● Your task
Render every line of the data below as a numbered list, skipping any blank lines. Leave the pictures out of your answer.

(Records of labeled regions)
########################################

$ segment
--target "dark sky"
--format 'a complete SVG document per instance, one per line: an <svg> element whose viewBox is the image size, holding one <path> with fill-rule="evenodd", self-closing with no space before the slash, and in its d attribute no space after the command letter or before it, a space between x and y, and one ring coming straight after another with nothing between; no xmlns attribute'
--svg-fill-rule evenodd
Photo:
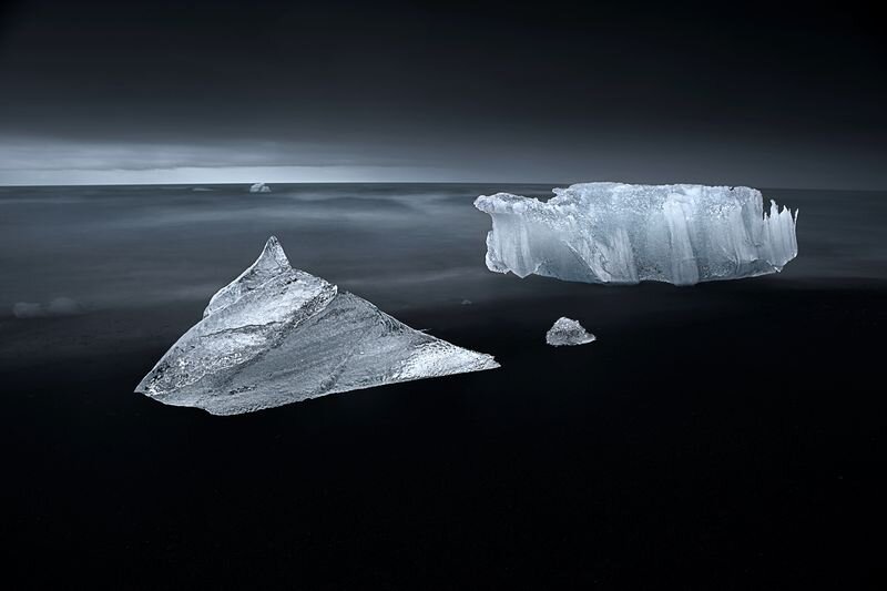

########################################

● Answer
1. $ segment
2. --target "dark sky"
3. --format 'a complete SVG document per instance, one per line: an <svg> element whose viewBox is the image size, holding one <path> with fill-rule="evenodd", self-closing with no space before the slash, and in its d attribute no space after the command letter or before it, a space between x and y, and one ring coming straight after another with nothing between; no xmlns attribute'
4. --svg-fill-rule evenodd
5. Photo:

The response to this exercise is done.